* THE DATA:
::::::::
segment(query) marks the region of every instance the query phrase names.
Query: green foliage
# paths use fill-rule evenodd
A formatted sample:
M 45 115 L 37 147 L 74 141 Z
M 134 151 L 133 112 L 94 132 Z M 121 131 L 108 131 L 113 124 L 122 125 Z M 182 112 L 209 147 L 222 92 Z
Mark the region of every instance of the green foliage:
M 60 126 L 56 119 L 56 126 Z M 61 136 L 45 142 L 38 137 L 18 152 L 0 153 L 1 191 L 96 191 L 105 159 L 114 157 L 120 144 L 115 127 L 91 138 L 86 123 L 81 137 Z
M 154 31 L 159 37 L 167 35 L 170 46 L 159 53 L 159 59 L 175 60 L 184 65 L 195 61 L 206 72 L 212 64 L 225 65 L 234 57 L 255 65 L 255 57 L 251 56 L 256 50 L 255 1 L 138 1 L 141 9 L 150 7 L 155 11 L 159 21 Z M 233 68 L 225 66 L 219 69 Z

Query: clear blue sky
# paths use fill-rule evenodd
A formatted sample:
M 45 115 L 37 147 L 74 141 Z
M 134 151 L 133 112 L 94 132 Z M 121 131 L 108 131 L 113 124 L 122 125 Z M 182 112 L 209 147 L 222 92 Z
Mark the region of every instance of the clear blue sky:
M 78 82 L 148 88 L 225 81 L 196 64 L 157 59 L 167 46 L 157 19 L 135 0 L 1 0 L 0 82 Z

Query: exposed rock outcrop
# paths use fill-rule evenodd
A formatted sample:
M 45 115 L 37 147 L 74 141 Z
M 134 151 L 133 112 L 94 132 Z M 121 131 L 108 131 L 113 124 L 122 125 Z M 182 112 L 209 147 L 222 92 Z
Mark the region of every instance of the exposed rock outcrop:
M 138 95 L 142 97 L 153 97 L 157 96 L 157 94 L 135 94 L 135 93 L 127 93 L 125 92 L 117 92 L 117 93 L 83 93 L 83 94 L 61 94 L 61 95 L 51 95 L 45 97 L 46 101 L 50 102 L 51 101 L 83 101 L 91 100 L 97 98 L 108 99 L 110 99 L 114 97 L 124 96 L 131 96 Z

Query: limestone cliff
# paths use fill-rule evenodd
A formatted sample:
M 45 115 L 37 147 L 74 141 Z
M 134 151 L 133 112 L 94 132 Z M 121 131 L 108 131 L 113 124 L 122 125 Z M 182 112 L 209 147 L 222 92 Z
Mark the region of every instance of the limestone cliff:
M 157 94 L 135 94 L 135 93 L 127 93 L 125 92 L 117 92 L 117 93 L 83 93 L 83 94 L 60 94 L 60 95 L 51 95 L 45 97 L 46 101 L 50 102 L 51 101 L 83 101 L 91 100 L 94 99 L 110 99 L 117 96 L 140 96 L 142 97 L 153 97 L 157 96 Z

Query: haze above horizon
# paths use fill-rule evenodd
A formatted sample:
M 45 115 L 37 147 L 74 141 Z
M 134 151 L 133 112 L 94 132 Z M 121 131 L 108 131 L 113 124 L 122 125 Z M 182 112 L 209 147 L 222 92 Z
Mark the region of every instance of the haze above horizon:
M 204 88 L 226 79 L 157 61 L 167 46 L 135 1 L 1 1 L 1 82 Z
::::::::
* WHAT YOU SHOULD DO: Gather every line of the entries above that contains the string "green", treating uppercase and lowercase letters as distinct.

* CORRECT OUTPUT:
Query: green foliage
Mark the region of every instance of the green foliage:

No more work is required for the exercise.